→ Entries shown:
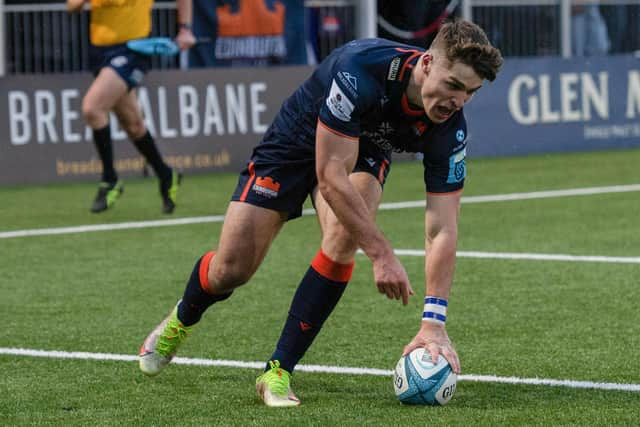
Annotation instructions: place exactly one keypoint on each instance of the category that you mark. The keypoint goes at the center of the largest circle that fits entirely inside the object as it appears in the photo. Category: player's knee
(339, 242)
(93, 116)
(135, 128)
(226, 276)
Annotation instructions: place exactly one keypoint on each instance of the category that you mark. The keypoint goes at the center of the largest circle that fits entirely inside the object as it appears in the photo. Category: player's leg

→ Requirement: Convert every line of the data above into a numbered list, omitting blank lines and excluding the pictures.

→ Written response:
1. Annotation instructions: place exactly one keypoint on each instance of the category that you mark. The keypoint goes at the center of the largest circle that fits entirely inside the object as it appears in the photo. Category: player's knee
2. (339, 242)
3. (93, 116)
4. (135, 128)
5. (226, 276)
6. Annotation instructions: place exactly one keypoint on each instance of the category that you mark. The keypoint goes at the center of the largest circle that fits entirely inside the object as it appears in the photo. Category: player's leg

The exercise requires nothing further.